Page text ->
────────

Conceived by David Verbeeck
The Abrams Arts Center
466 Grand St. at Pitt St.
Oct. 27 thru Oct. 29, 2006
Reviewed by Paulanne Simmons Oct. 27 2006Between 1905 and 1924, over seventy thousand emigrants passed through the port of Antwerp, Belgium. In 1906 alone, two Red Star Line ships left Antwerp for the United States on a weekly basis. Most of those onboard were Eastern Europeans, Russian and Austro-Hungarian Jews fleeing poverty and pogroms. Two people who never managed to board a Red Star Line ship were Chaja Zimmerman and Moses Kalter. Their story is told in David Verbeeck's two-person musical, "Portrait of a Stolen Spring."
The beginnings of the play go all the way back to 2003 when Verbeeck, an actor and singer with The Royal Ballet of Flanders, received from his father a Jewish registry with family names from the Holocaust. On the registry were twenty or so relatives who had been deported to Auschwitz, but Verbeeck became particularly obsessed with his great-great-grandparents, Chaja and Moses.
Armed with only the dates of Chaja's birth and death, Verbeeck spent a year and a half doing the research that allowed him to reconstruct his great-great-grandparents' lives. The result is a work that defies all labels. With a libretto by Griet De Wolf and music by Wim Verhoeven, it is one part documentary and two parts poetry.
"Portrait of a Stolen Spring" unfolds as a play-within-a-play. It begins with Verbeeck reading excerpts from a love letter Verbeeck imagines his great-great-grandfather might have written to Chaja. The scene then shifts back to the marriage of Chaja (Ann De Winne) and Moses (Verbeeck), a poor but optimistic painter.
As time goes by, Moses tries to ignore occasional beatings and the theft of his property, but Chaja becomes increasingly distressed at the anti-Semitism in the couple's Ukrainian town. Soon she convinces Moses to load up a horse-drawn cart with their two daughters and all their belongings, and head for Antwerp. Cheated out of their money by a swindler who sells Moses counterfeit tickets, Chaja and Moses must remain in Antwerp, where Moses tries to eke out a living as a peddler.
The play features actual images of Chaja and Moses, as well as archive documents, which Harry De Neve has incorporated into digital scenography. With a minimal set and props (a table, chairs, suitcase, religious objects), and De Winne and Verbeeck's powerful performances, "Portrait of a Stolen Spring" follows the couple's lifetime journey, a journey filled with disappointment, tragedy, faith and love.

────────

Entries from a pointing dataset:
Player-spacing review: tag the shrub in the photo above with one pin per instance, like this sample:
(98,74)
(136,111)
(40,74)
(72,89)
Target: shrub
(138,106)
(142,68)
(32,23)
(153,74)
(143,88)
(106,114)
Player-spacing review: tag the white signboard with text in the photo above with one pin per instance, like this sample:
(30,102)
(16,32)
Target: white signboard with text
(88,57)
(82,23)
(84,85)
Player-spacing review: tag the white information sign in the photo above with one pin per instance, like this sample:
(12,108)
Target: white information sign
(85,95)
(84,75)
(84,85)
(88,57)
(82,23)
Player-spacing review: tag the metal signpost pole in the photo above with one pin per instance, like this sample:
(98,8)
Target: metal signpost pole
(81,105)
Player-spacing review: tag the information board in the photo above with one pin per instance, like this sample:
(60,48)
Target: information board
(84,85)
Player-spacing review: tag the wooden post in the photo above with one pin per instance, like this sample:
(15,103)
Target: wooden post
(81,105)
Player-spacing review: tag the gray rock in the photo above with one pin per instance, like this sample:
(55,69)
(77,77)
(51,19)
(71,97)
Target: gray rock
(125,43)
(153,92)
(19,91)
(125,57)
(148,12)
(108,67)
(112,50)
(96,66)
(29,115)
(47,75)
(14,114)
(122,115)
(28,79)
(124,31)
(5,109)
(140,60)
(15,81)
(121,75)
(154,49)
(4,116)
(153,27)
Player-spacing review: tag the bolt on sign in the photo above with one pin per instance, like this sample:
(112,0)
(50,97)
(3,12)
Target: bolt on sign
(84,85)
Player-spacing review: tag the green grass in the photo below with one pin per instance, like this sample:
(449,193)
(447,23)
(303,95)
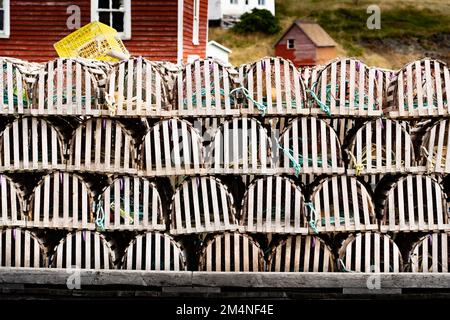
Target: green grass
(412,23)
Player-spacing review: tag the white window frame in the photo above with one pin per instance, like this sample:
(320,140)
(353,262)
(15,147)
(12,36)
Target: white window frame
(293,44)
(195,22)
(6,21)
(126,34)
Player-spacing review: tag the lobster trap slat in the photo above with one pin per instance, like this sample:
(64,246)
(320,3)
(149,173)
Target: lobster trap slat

────────

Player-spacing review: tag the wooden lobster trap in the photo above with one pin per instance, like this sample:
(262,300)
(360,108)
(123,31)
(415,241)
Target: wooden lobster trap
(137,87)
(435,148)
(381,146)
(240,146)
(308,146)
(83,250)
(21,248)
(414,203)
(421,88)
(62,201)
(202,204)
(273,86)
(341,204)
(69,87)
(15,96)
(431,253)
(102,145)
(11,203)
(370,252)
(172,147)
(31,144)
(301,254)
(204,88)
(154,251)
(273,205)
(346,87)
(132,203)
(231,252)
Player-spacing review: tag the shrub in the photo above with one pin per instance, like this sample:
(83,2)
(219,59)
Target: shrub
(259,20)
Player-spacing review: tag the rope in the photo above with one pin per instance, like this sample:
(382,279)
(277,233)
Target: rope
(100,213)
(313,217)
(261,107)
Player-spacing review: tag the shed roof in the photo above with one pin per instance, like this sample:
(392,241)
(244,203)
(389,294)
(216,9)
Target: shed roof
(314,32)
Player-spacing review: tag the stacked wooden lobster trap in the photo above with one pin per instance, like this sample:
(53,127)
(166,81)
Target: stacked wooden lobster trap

────────

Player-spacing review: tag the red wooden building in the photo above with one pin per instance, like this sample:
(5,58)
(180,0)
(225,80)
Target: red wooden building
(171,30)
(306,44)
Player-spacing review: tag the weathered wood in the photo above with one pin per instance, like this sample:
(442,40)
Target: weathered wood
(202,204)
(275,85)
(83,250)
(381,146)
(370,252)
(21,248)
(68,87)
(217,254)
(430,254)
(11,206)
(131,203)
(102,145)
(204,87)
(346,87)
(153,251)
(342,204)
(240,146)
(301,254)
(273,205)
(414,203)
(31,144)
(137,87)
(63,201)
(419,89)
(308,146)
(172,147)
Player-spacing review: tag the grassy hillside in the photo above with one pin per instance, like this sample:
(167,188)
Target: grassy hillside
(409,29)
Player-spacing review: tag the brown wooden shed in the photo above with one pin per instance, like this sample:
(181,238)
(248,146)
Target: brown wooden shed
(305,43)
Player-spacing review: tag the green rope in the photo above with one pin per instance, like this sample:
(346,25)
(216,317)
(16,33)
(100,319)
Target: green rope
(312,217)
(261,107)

────────

Exercises ->
a) Rewrite the part of the theater review above that opens with the words containing "The play features" and closes with "faith and love.", changing "a minimal set" to "a sparse set".
b) Based on the theater review above, answer yes or no to each statement and quote the words that decide it: (i) Verbeeck received the Jewish registry from his mother. (ii) Griet De Wolf wrote the libretto. (iii) Chaja and Moses sailed to the United States on a Red Star Line ship.

Expected outputs ->
a)
The play features actual images of Chaja and Moses, as well as archive documents, which Harry De Neve has incorporated into digital scenography. With a sparse set and props (a table, chairs, suitcase, religious objects), and De Winne and Verbeeck's powerful performances, "Portrait of a Stolen Spring" follows the couple's lifetime journey, a journey filled with disappointment, tragedy, faith and love.

b)
(i) No: "received from his father a Jewish registry with family names from the Holocaust"
(ii) Yes: "With a libretto by Griet De Wolf"
(iii) No: "Two people who never managed to board a Red Star Line ship were Chaja Zimmerman and Moses Kalter."